------ Data provided ------

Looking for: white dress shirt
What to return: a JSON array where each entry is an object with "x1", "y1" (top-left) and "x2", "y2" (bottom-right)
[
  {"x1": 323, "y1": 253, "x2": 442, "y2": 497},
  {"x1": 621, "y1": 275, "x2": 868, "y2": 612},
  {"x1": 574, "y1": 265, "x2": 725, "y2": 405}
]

------

> [Exercise] Print every line of the material above again, unchanged.

> [Answer below]
Looking for: white dress shirt
What to return: a JSON array where each entry is an object with "x1", "y1" (top-left) and "x2", "y2" (bottom-right)
[
  {"x1": 323, "y1": 253, "x2": 442, "y2": 497},
  {"x1": 621, "y1": 275, "x2": 868, "y2": 612},
  {"x1": 574, "y1": 265, "x2": 725, "y2": 405}
]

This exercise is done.